** WHAT IS ASKED **
Your task is to write out the lines from the line containing "subject: silver car" through the last line of the material, exactly.

** DATA SHOWN **
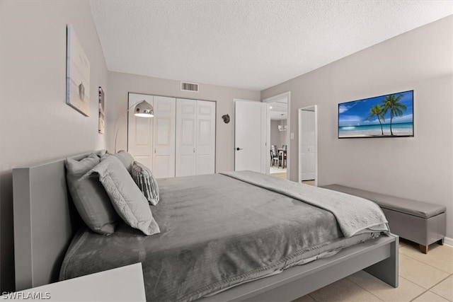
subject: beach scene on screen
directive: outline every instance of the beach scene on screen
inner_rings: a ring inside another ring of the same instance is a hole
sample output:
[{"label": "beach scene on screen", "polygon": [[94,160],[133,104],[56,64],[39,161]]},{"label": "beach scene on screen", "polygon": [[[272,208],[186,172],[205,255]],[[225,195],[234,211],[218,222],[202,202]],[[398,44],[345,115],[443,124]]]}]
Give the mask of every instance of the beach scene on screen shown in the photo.
[{"label": "beach scene on screen", "polygon": [[338,137],[413,136],[413,91],[338,104]]}]

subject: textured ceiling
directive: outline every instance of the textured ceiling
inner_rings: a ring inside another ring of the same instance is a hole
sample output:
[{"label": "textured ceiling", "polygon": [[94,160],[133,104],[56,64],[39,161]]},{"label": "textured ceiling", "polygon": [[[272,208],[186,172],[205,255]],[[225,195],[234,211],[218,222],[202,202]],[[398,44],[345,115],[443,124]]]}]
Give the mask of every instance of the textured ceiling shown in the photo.
[{"label": "textured ceiling", "polygon": [[453,14],[435,0],[90,4],[109,70],[256,91]]}]

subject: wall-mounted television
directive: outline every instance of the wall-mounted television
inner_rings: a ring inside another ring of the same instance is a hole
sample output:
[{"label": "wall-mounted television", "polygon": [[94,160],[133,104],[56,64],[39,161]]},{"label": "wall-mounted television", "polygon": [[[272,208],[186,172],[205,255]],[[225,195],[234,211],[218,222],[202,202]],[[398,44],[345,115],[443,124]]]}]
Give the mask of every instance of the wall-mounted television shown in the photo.
[{"label": "wall-mounted television", "polygon": [[413,91],[338,104],[338,138],[413,137]]}]

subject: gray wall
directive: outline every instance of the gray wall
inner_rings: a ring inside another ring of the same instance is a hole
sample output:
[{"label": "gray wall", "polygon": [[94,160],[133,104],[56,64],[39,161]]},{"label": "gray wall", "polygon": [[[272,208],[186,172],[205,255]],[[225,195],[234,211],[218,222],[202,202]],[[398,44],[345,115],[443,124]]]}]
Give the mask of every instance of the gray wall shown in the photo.
[{"label": "gray wall", "polygon": [[[0,4],[0,292],[14,289],[11,169],[104,149],[98,87],[108,71],[88,1]],[[66,24],[91,64],[90,117],[65,103]],[[108,106],[108,105],[106,105]]]},{"label": "gray wall", "polygon": [[[319,184],[338,183],[447,207],[453,238],[453,16],[261,92],[291,91],[291,180],[297,108],[318,105]],[[338,104],[414,90],[415,137],[337,138]]]},{"label": "gray wall", "polygon": [[[106,99],[106,117],[108,124],[108,149],[114,149],[115,129],[121,116],[127,109],[127,93],[146,93],[186,98],[199,100],[217,100],[216,124],[216,171],[231,171],[234,169],[234,112],[233,99],[240,98],[260,100],[260,92],[237,89],[214,85],[200,84],[198,93],[181,91],[180,81],[165,80],[119,72],[109,72],[110,91]],[[222,116],[230,116],[230,122],[225,124]],[[127,119],[121,123],[117,150],[127,146]]]}]

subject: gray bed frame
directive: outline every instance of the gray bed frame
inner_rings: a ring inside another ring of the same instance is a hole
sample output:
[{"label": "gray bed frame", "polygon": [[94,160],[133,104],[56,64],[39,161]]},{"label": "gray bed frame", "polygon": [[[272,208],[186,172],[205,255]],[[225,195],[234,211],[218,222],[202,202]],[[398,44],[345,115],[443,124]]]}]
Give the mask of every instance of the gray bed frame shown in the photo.
[{"label": "gray bed frame", "polygon": [[[99,152],[99,151],[98,151]],[[88,153],[69,156],[81,159]],[[16,290],[57,281],[80,219],[66,185],[64,159],[13,169]],[[200,301],[291,301],[364,269],[398,287],[398,237],[390,234]]]}]

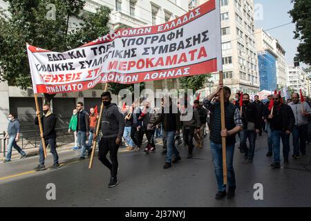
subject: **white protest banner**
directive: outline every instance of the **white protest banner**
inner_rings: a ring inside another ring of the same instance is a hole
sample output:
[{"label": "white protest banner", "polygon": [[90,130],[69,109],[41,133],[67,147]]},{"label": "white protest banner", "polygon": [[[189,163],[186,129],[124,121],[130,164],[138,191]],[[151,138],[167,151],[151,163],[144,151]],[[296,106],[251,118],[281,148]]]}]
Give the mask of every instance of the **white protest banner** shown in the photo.
[{"label": "white protest banner", "polygon": [[222,70],[219,1],[164,24],[115,31],[64,52],[27,45],[35,93],[134,84]]}]

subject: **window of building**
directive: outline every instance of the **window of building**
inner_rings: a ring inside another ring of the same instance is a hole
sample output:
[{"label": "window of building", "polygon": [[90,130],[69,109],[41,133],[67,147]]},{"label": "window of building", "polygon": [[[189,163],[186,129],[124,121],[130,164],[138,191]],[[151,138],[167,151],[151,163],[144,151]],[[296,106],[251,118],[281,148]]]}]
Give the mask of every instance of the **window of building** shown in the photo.
[{"label": "window of building", "polygon": [[222,50],[229,50],[231,49],[231,41],[224,42],[221,44]]},{"label": "window of building", "polygon": [[228,5],[228,0],[220,0],[220,6],[225,6]]},{"label": "window of building", "polygon": [[232,64],[232,57],[223,57],[223,64]]},{"label": "window of building", "polygon": [[136,1],[130,0],[130,15],[135,16],[135,6],[136,5]]},{"label": "window of building", "polygon": [[230,28],[229,27],[221,28],[221,35],[230,34]]},{"label": "window of building", "polygon": [[229,19],[229,12],[225,12],[221,14],[221,21]]},{"label": "window of building", "polygon": [[115,0],[115,10],[116,11],[121,11],[122,10],[122,0]]},{"label": "window of building", "polygon": [[152,17],[152,25],[155,26],[157,23],[157,14],[159,11],[159,8],[153,5],[151,5],[151,17]]}]

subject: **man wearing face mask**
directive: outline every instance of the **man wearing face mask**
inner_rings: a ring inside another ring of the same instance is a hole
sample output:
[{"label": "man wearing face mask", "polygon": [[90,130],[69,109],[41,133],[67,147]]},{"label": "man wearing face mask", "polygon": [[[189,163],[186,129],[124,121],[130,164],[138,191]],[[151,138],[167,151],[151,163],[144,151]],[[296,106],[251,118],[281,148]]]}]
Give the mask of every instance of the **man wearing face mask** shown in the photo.
[{"label": "man wearing face mask", "polygon": [[70,121],[69,122],[68,132],[70,133],[73,132],[73,135],[75,136],[75,146],[73,148],[73,151],[77,150],[77,109],[73,109],[73,115],[71,116]]},{"label": "man wearing face mask", "polygon": [[[226,124],[226,128],[223,131],[221,130],[220,103],[211,103],[211,102],[216,96],[219,97],[221,89],[223,89],[222,91],[224,93],[225,122]],[[243,123],[241,117],[239,108],[229,102],[230,95],[230,88],[224,87],[223,84],[219,82],[217,90],[203,100],[204,106],[212,113],[211,115],[209,140],[215,175],[218,186],[218,192],[215,197],[217,200],[221,200],[227,195],[226,185],[223,184],[222,137],[226,137],[227,171],[229,185],[228,199],[234,198],[236,190],[236,177],[233,168],[233,157],[236,135],[243,130]]]},{"label": "man wearing face mask", "polygon": [[[102,137],[100,142],[98,158],[111,171],[110,182],[108,184],[110,188],[119,183],[117,179],[117,151],[124,131],[124,116],[117,104],[111,103],[110,92],[104,92],[101,97],[104,107],[100,122]],[[93,135],[93,140],[95,140],[96,133]],[[106,157],[108,152],[110,152],[111,162]]]},{"label": "man wearing face mask", "polygon": [[8,153],[6,154],[6,159],[3,162],[8,162],[11,161],[12,147],[17,150],[21,154],[21,158],[26,157],[26,153],[17,145],[17,142],[19,140],[19,121],[18,119],[15,119],[14,115],[10,113],[8,116],[9,124],[8,125],[8,131],[4,136],[3,140],[9,137],[8,143]]},{"label": "man wearing face mask", "polygon": [[[301,155],[305,155],[308,116],[311,114],[311,109],[308,103],[305,102],[301,104],[299,98],[299,94],[294,93],[292,95],[292,102],[288,104],[292,108],[295,119],[295,125],[292,131],[292,146],[294,146],[292,157],[294,159],[299,158],[299,148]],[[303,110],[301,109],[301,106]]]},{"label": "man wearing face mask", "polygon": [[[53,155],[53,165],[50,169],[59,168],[58,163],[58,154],[56,151],[56,117],[52,113],[50,109],[49,104],[44,104],[43,106],[44,115],[41,117],[41,122],[42,123],[43,133],[40,134],[40,137],[44,138],[46,146],[50,144],[50,153]],[[35,118],[35,124],[39,125],[38,115],[40,114],[39,111],[36,112],[37,117]],[[46,169],[44,166],[44,153],[43,150],[42,142],[40,144],[39,149],[39,164],[35,168],[36,171],[44,171]]]},{"label": "man wearing face mask", "polygon": [[[248,162],[252,163],[255,153],[256,133],[258,133],[261,128],[261,115],[256,105],[249,102],[248,94],[243,94],[242,119],[244,128],[240,132],[241,148],[245,153],[244,158],[248,159]],[[247,148],[246,144],[247,139],[249,143],[249,148]]]},{"label": "man wearing face mask", "polygon": [[273,95],[274,102],[273,112],[268,112],[267,120],[271,129],[271,140],[274,162],[271,164],[274,168],[280,168],[280,140],[283,143],[283,156],[284,163],[288,163],[290,152],[290,135],[295,124],[294,113],[287,104],[281,102],[281,95]]}]

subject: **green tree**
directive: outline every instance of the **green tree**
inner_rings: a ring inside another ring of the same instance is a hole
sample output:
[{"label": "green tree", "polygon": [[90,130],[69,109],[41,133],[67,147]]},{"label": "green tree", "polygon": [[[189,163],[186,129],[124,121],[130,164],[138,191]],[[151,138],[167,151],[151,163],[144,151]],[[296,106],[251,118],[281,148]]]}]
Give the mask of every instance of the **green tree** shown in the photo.
[{"label": "green tree", "polygon": [[[78,15],[84,0],[4,0],[0,12],[0,81],[26,89],[32,86],[26,44],[52,51],[77,48],[109,32],[111,9]],[[69,28],[70,17],[77,17]],[[48,102],[54,95],[44,95]]]},{"label": "green tree", "polygon": [[294,8],[289,13],[296,23],[294,39],[299,44],[296,55],[300,61],[311,64],[311,1],[292,0]]}]

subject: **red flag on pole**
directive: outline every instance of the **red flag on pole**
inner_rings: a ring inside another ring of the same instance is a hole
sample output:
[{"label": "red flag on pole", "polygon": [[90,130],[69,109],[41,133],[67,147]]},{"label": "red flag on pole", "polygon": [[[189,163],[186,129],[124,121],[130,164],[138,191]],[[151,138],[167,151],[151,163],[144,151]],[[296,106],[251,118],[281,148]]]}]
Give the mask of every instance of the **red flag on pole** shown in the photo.
[{"label": "red flag on pole", "polygon": [[240,97],[240,106],[243,106],[243,93],[241,93],[241,97]]},{"label": "red flag on pole", "polygon": [[97,110],[97,106],[96,105],[95,108],[94,108],[94,113],[95,115],[98,114],[98,110]]},{"label": "red flag on pole", "polygon": [[196,99],[197,100],[200,100],[200,96],[201,95],[201,93],[199,93],[199,94],[198,95],[198,97],[196,97]]},{"label": "red flag on pole", "polygon": [[300,89],[299,90],[300,90],[300,101],[302,103],[305,102],[305,98],[303,97],[303,95],[302,94],[301,89]]}]

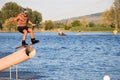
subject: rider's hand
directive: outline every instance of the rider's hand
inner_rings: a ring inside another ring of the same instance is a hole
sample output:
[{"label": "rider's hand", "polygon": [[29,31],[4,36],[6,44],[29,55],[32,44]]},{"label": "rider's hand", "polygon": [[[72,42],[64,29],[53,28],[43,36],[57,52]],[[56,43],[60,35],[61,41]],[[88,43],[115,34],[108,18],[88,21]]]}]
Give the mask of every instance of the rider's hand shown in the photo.
[{"label": "rider's hand", "polygon": [[32,24],[32,26],[36,26],[36,24]]}]

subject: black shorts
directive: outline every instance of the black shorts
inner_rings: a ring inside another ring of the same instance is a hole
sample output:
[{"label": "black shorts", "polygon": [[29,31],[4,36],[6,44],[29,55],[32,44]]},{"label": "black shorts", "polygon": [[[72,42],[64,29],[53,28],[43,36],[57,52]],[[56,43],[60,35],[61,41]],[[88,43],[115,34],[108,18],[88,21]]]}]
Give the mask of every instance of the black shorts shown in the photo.
[{"label": "black shorts", "polygon": [[17,27],[17,30],[18,30],[19,32],[23,33],[23,30],[28,30],[28,27],[27,27],[27,26],[24,26],[24,27],[23,27],[23,26],[22,26],[22,27],[21,27],[21,26],[18,26],[18,27]]}]

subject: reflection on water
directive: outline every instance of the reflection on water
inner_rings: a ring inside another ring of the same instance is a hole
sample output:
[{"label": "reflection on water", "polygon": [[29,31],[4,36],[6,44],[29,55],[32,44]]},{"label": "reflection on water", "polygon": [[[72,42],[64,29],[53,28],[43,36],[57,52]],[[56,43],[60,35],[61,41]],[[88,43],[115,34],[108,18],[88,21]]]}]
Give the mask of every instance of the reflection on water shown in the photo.
[{"label": "reflection on water", "polygon": [[[21,64],[20,80],[120,80],[120,35],[112,33],[35,33],[40,43],[34,45],[37,55]],[[0,58],[21,44],[20,33],[0,33]],[[27,42],[30,42],[27,36]],[[12,45],[12,46],[11,46]],[[0,72],[9,78],[9,69]],[[12,78],[15,79],[15,67]]]}]

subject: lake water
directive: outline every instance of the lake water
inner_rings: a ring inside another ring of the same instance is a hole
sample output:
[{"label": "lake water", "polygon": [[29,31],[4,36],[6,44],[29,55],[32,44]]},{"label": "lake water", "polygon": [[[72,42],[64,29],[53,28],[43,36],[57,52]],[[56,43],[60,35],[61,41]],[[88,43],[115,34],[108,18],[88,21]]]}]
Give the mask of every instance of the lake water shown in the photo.
[{"label": "lake water", "polygon": [[[35,33],[40,43],[34,45],[36,56],[18,65],[20,80],[120,80],[120,35],[86,32]],[[0,58],[16,51],[22,34],[0,33]],[[27,42],[30,42],[29,35]],[[15,79],[15,67],[12,68]],[[9,69],[0,79],[9,78]]]}]

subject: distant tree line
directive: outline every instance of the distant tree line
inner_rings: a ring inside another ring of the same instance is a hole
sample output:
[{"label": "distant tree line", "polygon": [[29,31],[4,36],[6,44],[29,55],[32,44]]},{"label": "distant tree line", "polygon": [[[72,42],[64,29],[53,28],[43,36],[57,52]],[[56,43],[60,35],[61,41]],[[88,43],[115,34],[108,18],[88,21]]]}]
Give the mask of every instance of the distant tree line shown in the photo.
[{"label": "distant tree line", "polygon": [[[16,31],[16,22],[9,20],[16,17],[21,11],[21,6],[15,2],[6,3],[0,11],[0,29],[3,31]],[[120,0],[114,0],[113,6],[101,15],[101,22],[88,21],[87,17],[67,22],[46,20],[42,22],[42,15],[38,11],[27,8],[28,16],[37,24],[35,30],[67,30],[67,31],[110,31],[120,28]]]},{"label": "distant tree line", "polygon": [[120,29],[120,0],[114,0],[113,6],[103,13],[102,25]]},{"label": "distant tree line", "polygon": [[[22,12],[23,7],[19,6],[15,2],[6,3],[0,11],[0,29],[3,31],[16,31],[16,22],[10,22],[11,18],[16,17]],[[38,11],[32,11],[32,9],[27,8],[28,16],[33,23],[39,24],[42,21],[42,15]]]}]

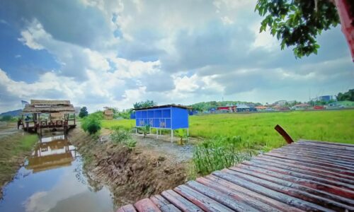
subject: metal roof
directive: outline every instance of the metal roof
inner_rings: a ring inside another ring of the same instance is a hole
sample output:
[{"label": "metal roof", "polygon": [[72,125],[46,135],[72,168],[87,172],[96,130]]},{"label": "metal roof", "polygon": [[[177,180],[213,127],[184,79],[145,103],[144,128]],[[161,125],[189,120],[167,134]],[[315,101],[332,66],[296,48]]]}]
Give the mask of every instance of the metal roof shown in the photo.
[{"label": "metal roof", "polygon": [[137,108],[137,109],[134,109],[134,110],[149,110],[149,109],[155,109],[155,108],[163,108],[163,107],[179,107],[179,108],[183,108],[183,109],[191,109],[192,107],[181,105],[156,105],[156,106],[152,106],[152,107],[143,107],[143,108]]},{"label": "metal roof", "polygon": [[69,100],[31,100],[30,105],[25,105],[22,114],[75,112],[75,108]]},{"label": "metal roof", "polygon": [[353,211],[354,145],[300,140],[118,211]]}]

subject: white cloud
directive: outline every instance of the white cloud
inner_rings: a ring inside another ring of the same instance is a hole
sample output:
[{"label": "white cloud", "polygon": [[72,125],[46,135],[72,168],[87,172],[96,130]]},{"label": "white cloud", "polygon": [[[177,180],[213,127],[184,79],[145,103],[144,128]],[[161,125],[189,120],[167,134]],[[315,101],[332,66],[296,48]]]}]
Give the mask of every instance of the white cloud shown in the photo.
[{"label": "white cloud", "polygon": [[297,60],[268,32],[259,33],[255,1],[63,0],[57,8],[52,1],[11,1],[21,14],[13,20],[21,26],[19,40],[49,52],[60,66],[32,83],[0,70],[0,98],[7,101],[0,101],[2,110],[19,98],[69,99],[95,110],[144,99],[263,101],[277,99],[277,89],[282,98],[285,93],[299,98],[304,89],[325,83],[334,94],[341,83],[333,79],[354,86],[338,28],[319,37],[318,56]]}]

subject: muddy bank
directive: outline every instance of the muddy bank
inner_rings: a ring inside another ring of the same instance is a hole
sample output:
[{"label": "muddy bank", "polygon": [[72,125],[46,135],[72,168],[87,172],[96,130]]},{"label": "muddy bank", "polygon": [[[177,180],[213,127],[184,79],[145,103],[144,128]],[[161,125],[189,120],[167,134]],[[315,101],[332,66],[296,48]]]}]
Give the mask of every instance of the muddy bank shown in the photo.
[{"label": "muddy bank", "polygon": [[0,199],[3,187],[12,180],[25,158],[30,155],[37,141],[36,135],[18,130],[16,123],[0,125]]},{"label": "muddy bank", "polygon": [[177,160],[178,155],[159,151],[152,142],[139,139],[130,151],[109,141],[100,143],[79,128],[69,138],[84,158],[90,177],[108,185],[117,206],[134,203],[186,181],[190,148],[181,150],[186,152],[185,160]]}]

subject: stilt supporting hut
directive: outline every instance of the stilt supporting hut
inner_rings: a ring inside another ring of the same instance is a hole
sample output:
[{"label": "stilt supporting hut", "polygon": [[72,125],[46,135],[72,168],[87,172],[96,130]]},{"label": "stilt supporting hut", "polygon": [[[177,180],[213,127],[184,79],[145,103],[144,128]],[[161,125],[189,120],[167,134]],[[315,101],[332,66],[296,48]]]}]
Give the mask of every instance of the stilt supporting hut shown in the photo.
[{"label": "stilt supporting hut", "polygon": [[40,134],[42,129],[67,131],[76,126],[75,109],[69,100],[31,100],[22,112],[22,119],[24,131]]}]

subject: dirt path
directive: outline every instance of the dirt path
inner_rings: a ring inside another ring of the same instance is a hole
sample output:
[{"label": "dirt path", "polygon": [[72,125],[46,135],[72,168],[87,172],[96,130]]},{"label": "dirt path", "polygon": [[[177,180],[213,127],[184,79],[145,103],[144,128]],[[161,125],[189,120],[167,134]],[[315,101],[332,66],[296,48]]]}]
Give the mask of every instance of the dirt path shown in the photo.
[{"label": "dirt path", "polygon": [[[108,132],[103,134],[107,136]],[[69,135],[84,158],[90,177],[108,185],[118,206],[172,189],[187,179],[192,145],[178,146],[152,135],[134,138],[137,146],[130,151],[109,141],[98,142],[80,129]]]}]

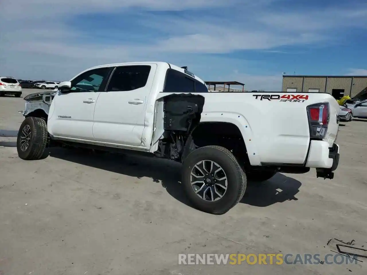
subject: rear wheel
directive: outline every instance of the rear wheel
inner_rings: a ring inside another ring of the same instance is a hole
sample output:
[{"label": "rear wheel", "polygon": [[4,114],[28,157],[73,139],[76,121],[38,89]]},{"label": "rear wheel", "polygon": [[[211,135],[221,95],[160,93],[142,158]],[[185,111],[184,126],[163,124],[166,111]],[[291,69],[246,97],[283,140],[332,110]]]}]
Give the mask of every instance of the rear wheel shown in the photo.
[{"label": "rear wheel", "polygon": [[27,117],[21,125],[17,139],[17,150],[22,160],[39,160],[43,155],[47,140],[46,122],[39,117]]},{"label": "rear wheel", "polygon": [[232,153],[223,147],[211,146],[194,150],[185,159],[182,183],[197,209],[222,214],[242,198],[247,180]]}]

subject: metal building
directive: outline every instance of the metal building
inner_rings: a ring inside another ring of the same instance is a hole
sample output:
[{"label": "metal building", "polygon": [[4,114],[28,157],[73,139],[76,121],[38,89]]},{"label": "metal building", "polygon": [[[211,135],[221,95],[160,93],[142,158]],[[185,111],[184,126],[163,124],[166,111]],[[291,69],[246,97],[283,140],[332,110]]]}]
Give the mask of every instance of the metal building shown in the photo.
[{"label": "metal building", "polygon": [[282,91],[326,92],[337,99],[355,96],[367,89],[367,76],[283,76]]}]

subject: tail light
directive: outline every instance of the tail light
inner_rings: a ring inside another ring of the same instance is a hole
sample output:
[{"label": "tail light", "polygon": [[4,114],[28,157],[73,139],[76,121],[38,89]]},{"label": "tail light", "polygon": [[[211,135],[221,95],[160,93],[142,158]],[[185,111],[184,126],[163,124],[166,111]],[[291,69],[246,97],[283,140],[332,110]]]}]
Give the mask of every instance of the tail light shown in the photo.
[{"label": "tail light", "polygon": [[307,114],[310,126],[310,137],[324,138],[327,132],[330,116],[329,103],[318,103],[308,106]]}]

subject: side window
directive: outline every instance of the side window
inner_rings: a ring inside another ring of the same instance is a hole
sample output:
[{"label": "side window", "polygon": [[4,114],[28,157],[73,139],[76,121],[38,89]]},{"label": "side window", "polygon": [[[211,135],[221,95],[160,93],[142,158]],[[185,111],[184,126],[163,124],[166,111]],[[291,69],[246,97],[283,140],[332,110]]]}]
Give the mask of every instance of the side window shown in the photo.
[{"label": "side window", "polygon": [[193,93],[195,82],[190,77],[175,70],[168,69],[163,92],[166,93]]},{"label": "side window", "polygon": [[146,85],[150,66],[134,65],[118,67],[113,72],[108,92],[133,91]]},{"label": "side window", "polygon": [[74,92],[98,92],[110,68],[101,68],[86,72],[71,81],[70,91]]},{"label": "side window", "polygon": [[195,82],[195,91],[197,93],[207,93],[208,88],[200,81]]}]

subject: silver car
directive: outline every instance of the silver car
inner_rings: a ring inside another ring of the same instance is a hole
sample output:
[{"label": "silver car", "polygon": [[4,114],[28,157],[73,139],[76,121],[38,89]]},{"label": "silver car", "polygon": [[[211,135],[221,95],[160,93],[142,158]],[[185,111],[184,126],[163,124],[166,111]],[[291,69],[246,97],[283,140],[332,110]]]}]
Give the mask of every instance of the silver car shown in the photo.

** FULL RESPONSE **
subject: silver car
directive: outline every instance of the silver car
inner_rings: a ring inside another ring of the same instance is a hole
sample output:
[{"label": "silver car", "polygon": [[4,114],[28,157],[73,139],[76,121],[38,89]]},{"label": "silver car", "polygon": [[[211,135],[221,95],[160,93],[142,158]],[[185,111],[184,126],[163,124],[166,111]],[[291,69],[246,97],[283,140],[332,110]]]}]
Give the mask of every instance of the silver car shown in the photo.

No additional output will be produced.